*Work instructions:*
**a)** Answer these about the patent claim on speech filtering:
(i) Which claim does the described method refer back to?
(ii) What two items do the linear filtering parameters comprise?
(iii) What is energy adjustment performed on?
**b)** Please carry the patent claim on speech filtering forward from the point where it stops.

*Text segment:*
== == ==

12. The method according to claim 11, wherein the linear filtering parameters comprise a linear filtering coefficient and an energy gain value; and the configuring parameters of the linear predictive coding filters based on the linear filtering parameters, and performing the linear synthesis filtering on the enhanced speech excitation signal by the parameter-configured linear predictive coding filters comprises: the configuring parameters of the linear predictive coding filter based on the linear filtering coefficient; acquiring an energy gain value corresponding to a historical speech packet decoded prior to decoding the speech packet; determining an energy adjustment parameter based on the energy gain value corresponding to the historical speech packet and the energy gain value corresponding to the speech packet; performing energy adjustment on a historical long term filtering excitation signal corresponding to the historical speech packet based on the energy adjustment parameter to obtain an adjusted historical long term filtering excitation signal; and inputting the adjusted historical long term filtering excitation signal and the enhanced speech excitation signal into the parameter-configured linear predictive coding filters, the linear predictive coding filters performing the linear synthesis filtering on the enhanced speech excitation signal based on the adjusted historical long term filtering excitation signal.

== == ==

*Record extracts:*
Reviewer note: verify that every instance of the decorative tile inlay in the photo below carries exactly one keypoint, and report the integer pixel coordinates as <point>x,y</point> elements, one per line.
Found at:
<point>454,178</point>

== == ==

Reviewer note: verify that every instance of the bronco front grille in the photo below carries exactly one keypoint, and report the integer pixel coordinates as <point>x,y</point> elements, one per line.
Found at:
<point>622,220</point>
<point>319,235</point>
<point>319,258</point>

== == ==

*Exercise results:*
**a)**
(i) Claim 11.
(ii) A linear filtering coefficient and an energy gain value.
(iii) A historical long term filtering excitation signal corresponding to the historical speech packet.

**b)**
13. A computer device, comprising a memory and a processor, the memory storing a computer program, and the processor, when executing the computer program, implementing operations comprising: decoding received speech packets sequentially to obtain a residual signal, long term filtering parameters and linear filtering parameters; filtering the residual signal to obtain an audio signal; extracting a feature parameter from the audio signal, when the audio signal is a feedforward error correction frame signal; converting the audio signal into a filter speech excitation signal based on the linear filtering parameters; performing speech enhancement on the filter speech excitation signal according to the feature parameter, the long term filtering parameters and the linear filtering parameters to obtain an enhanced speech excitation signal, comprising: vectorizing the feature parameter, the long term filtering parameters and the linear filtering parameters, and concatenating the vectorization results to obtain a feature vector; inputting the feature vector and the filter speech excitation signal into a pre-trained signal enhancement model; performing feature extraction on the feature vector by the pre-trained signal enhancement model to obtain a target feature vector; and enhancing the filter speech excitation signal based on the target feature vector to obtain the enhanced speech excitation signal; and performing speech synthesis to obtain an enhanced speech signal based on the enhanced speech excitation signal and the linear filtering parameters.

14. The computer device according to claim 13, wherein the filtering the residual signal to obtain the audio signal comprises: configuring parameters of a long term prediction filter based on the long term filtering parameters, and performing long term synthesis filtering on the residual signal by the parameter-configured long term prediction filter to obtain a long term filtering excitation signal; and configuring parameters of linear predictive coding filters based on the linear filtering parameters, and performing linear synthesis filtering on the long term filtering excitation signal by the parameter-configured linear predictive coding filters to obtain the audio signal.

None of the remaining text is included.